◆ PARTS OF THE EXERCISE:
1 – Return, word for word, the part of the passage on the Thalys train attack that runs from "But the commission" down to "taking down el-Khazzani.".
2 – Using the passage on the Thalys train attack, state whether each statement agrees with it, answering yes or no and quoting the deciding words: (a) The suspect boarded the train at the Midi station in Brussels. (b) Charles Michel called for an emergency meeting with France, Germany and Spain. (c) Frederic Cauderlier said the new controls would undermine Schengen.
3 – Continue the passage on the Thalys train attack from the point where it stops.

◆ EXCERPTED TEXT:
■ ■ ■ ■ ■ ■ ■

But the commission said any EU-level response to the foiled attack cannot undermine the Schengen passport-free travel between the 26 participating member states.

“We have to take measures which are necessary but we don’t want to overreact, which could turn out to be counter-productive, so we have to respect proportionality”, said Adamowicz.

Ayoub el-Khazzani, a 26-year old Moroccan, boarded the Thalys train armed with AK-47 assault rifle and automatic pistol on Friday at the Midi station in Brussels.

Passengers wrestled the suspected Islamist to the ground as he was loading the assault rifle after the train crew barricade itself in an adjoining staff room.

Thalys noted that two of its agents had also assisted in taking down el-Khazzani.

Adapting Schengen

Charles Michel, Belgium’s prime minister, has since called for an emergency meeting with France, Germany and the Netherlands.

His office said the talks would revolve around ideas on "how to reinforce anti-terrorist measures, notably identity and baggage controls”.

Michel in a tweet was quoted as suggesting that new border control rules may need to be adopted despite the Schengen rules.

His spokesperson Frederic Cauderlier told this website that the controls won’t undermine Schengen but must be adapted to confront the reality of terrorism.

“Yes to the free movement of people but No to free movement of people armed with Kalashnikovs,” he said.

Cauderlier said neighbouring countries like Germany, France, Luxembourg and the Netherlands “tell us the same thing, they are conscious that we must reinforce border control checks. But let me very clear, we do not question Schengen.”

■ ■ ■ ■ ■ ■ ■

Records of labeled points

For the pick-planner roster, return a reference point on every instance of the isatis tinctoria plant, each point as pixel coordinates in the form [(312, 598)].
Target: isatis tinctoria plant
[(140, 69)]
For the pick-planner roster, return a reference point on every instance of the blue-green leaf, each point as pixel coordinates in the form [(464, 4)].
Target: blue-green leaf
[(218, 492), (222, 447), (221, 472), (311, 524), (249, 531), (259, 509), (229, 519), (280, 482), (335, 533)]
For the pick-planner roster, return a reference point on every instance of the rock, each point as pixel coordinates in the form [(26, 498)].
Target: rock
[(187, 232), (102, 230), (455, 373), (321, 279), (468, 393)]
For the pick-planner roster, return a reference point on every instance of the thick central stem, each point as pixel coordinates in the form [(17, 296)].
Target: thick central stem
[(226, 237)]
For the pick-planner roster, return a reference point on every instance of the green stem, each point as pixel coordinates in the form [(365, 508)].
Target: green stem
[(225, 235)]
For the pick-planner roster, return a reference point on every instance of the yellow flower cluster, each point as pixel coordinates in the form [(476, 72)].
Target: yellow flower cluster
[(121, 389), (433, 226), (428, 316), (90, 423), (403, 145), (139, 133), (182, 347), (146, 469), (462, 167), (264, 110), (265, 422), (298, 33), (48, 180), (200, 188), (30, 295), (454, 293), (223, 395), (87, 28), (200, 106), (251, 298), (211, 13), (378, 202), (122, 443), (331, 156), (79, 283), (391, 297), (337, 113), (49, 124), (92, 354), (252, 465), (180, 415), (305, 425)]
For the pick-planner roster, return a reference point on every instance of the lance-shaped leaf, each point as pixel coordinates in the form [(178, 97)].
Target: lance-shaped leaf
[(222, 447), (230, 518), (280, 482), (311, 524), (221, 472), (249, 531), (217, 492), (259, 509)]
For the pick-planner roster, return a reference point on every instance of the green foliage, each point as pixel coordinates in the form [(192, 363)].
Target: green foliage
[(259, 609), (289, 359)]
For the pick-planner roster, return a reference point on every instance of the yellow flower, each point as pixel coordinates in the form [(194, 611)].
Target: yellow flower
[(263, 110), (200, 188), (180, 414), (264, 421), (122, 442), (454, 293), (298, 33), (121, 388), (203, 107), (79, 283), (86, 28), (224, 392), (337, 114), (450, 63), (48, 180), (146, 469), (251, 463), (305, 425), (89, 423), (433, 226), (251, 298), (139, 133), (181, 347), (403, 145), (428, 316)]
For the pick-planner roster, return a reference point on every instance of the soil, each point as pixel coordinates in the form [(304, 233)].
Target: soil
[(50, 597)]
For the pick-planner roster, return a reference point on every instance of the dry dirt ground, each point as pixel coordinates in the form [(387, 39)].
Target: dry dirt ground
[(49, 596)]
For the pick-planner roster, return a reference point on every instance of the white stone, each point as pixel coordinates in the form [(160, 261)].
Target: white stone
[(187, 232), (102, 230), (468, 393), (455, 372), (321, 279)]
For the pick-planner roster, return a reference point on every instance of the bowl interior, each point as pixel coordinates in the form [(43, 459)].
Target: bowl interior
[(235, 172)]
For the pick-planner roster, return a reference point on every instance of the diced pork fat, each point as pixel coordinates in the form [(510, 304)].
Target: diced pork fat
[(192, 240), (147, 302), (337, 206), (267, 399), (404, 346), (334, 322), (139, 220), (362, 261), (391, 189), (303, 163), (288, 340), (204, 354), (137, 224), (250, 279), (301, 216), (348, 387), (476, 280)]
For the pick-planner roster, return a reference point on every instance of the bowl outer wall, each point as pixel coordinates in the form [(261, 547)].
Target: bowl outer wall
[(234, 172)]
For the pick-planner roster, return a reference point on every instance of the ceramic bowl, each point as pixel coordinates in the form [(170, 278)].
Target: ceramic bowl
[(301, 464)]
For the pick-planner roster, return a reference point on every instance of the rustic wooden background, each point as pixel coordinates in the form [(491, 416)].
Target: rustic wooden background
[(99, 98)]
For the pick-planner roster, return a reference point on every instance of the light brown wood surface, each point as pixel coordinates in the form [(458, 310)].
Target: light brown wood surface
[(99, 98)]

■ ■ ■ ■ ■ ■ ■

◆ ANSWERS FOR THE TASKS:
1 –
But the commission said any EU-level response to the foiled attack cannot undermine the Schengen passport-free travel between the 26 participating member states.

“We have to take measures which are necessary but we don’t want to overreact, which could turn out to be counter-productive, so we have to respect proportionality”, said Adamowicz.

Ayoub el-Khazzani, a 26-year old Moroccan, boarded the Thalys train armed with AK-47 assault rifle and automatic pistol on Friday at the Midi station in Brussels.

Passengers wrestled the suspected Islamist to the ground as he was loading the assault rifle after the train crew barricade itself in an adjoining staff room.

Thalys noted that two of its agents had also assisted in taking down el-Khazzani.

2 –
(a) Yes: "on Friday at the Midi station in Brussels"
(b) No: "an emergency meeting with France, Germany and the Netherlands"
(c) No: "the controls won’t undermine Schengen"

3 –
He said borders won’t be closed and no X-ray machines will be installed at train stations. Instead, he said only spot-check controls will be imposed.

“It is impossible for us to check the IDs of every passenger in trains or planes inside the Schengen zone,” he said.

Sensitive issue

He said French-Belgian cooperation will also get a boost, including sending in more police patrols in Paris and Brussels stations.

The issue of identity checks is sensitive given the strict EU rules on free movement.

Systematic border control checks are outlawed but member states can, in case of serious threat to internal or public security, reintroduce them for a period of up to 30 days.

“Security checks that are conducted for the purpose of railway security can be compatible within the Schengen framework if they do not have an effect equivalent to border checks,” said EU commission spokesperson Christian Wiegand.

Asked to specify, Wiegand said any police border checks must be targeted on known actions.

He said ID checks on trains are possible but only “if they do not have an equivalent to border checks.”